■ **DATA SUPPLIED**

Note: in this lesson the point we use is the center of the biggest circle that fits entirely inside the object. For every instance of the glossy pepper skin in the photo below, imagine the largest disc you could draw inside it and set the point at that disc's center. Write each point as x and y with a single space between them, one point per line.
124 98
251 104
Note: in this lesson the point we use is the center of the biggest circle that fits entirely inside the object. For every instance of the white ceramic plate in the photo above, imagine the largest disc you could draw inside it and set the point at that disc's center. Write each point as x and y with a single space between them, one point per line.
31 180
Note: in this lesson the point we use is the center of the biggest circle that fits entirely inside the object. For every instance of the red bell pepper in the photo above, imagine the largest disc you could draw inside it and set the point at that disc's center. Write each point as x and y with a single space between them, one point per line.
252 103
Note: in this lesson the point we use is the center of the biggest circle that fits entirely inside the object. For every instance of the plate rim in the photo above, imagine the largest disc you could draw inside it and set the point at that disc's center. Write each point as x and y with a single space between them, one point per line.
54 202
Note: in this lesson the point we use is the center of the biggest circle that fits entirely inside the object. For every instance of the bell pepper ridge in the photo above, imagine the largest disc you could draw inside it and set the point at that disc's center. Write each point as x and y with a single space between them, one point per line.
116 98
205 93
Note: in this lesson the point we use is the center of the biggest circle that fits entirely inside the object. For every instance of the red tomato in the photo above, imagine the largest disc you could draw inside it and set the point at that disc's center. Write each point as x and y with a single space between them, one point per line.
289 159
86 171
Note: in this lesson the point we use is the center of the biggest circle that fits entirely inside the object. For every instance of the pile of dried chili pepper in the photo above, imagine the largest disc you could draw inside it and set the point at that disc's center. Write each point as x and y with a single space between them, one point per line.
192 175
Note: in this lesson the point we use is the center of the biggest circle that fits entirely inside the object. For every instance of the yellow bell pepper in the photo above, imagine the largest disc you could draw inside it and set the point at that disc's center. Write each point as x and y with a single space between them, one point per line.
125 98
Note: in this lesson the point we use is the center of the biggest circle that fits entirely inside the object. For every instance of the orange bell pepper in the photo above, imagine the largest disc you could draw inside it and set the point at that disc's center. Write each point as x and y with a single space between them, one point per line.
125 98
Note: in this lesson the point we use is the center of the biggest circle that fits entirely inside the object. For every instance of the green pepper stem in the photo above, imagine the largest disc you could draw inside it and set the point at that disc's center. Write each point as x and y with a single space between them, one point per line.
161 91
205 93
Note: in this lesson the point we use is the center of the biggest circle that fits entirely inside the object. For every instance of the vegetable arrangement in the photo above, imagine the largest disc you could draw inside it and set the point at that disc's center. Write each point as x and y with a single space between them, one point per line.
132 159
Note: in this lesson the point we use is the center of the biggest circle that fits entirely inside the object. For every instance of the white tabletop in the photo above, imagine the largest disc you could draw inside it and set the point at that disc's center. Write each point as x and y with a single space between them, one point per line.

■ **PROMPT**
Please return the data above in full, without altering a single line.

■ **ANSWER**
Note: in this lesson the point we use is the center of the biggest circle that fits entirely inside the object. For every instance of the glossy pepper skin in the photo below, imagine the largest disc you could draw inside it and set the point at that disc's center. Write each point as x and y with a single space between them, one point per line.
124 98
251 104
Note: in this lesson the point we use is the center of the biggest circle that fits entirely inside the object. For every instance of the white ceramic plate in the photo above, imagine the largest disc you could draw inside it and set the point at that disc's center. Write each point as x and y with a single space between them, one point per line.
31 180
Note: in this lesson the point we use is the center of the biggest circle that fits entirely inside the object. For every instance of the red bell pepper in the photo above, imagine the largest disc you could draw inside it and set the point at that disc's center. Write each point as x and y with a single space between them, one point per line.
252 103
Note: in this lesson the point we use is the center of the biggest circle that fits entirely inside the object. For every instance of the plate rim in the photo above, imagine the largest disc you could draw inside it and set the point at that disc's center. Write each point as x and y with a single space between them, one point per line.
54 202
Note: in this lesson the point we use is the center of the biggest circle that fits entirely inside the object. For every instance of the bell pepper ridge in the photo above, imagine the largest disc you could draw inside it and set the point at that disc's center. Write each point as x and y with a single space between them, one point per line.
116 98
205 93
Note: in this lesson the point we use is the center of the biggest circle that fits entirely inside the object. For every instance of the red tomato in the photo above, imagine the largest disc you could draw inside it and set the point at that disc's center. Write each point as x and y with a single space between them, one point per line.
289 159
86 171
Note: in this lesson the point we use is the center of the biggest circle that fits entirely inside the object. For every instance of the pile of dried chili pepper in the photo above, imagine the largest disc you could draw inside it and set the point at that disc's center. Write each point as x and y with a single space between them, one point per line.
192 175
Note: in this lesson the point we use is the center of the biggest circle that fits entirely inside the object. For every instance of the yellow bell pepper in the photo above, imagine the largest disc you could draw inside it and set the point at that disc's center. Write each point as x and y with a single space between them, one point per line.
125 98
Note: in this lesson the point we use is the center of the biggest circle that fits entirely inside the object. For every instance of the orange bell pepper in the photo above, imagine the largest disc you could draw inside it and set the point at that disc's center. Write each point as x and y with a single space between them, one point per line.
125 98
Note: in this lesson the point we use is the center of the biggest circle that fits entirely inside the object. For every instance of the green pepper stem in the photo above, imagine the largest disc you could draw inside it and set the point at that disc's center. Write each point as x and y with a single space between them, one point per line.
161 91
205 93
Note: in this lesson the point we use is the center of the biggest circle that fits entirely inside the object. For every instance of the vegetable arrangement in the photo above, imagine the largest disc you could draw inside it and set the point at that disc's center. Write each point as x and y with a single space between them, one point per line.
132 159
Note: in this lesson the point we use is the center of the biggest circle that fits entirely inside the object. For every instance of the white tabletop in the photo above, imagine the largest disc you could draw inside it and set the point at that disc's center. Write each point as x and y with a single space between them, one point per line.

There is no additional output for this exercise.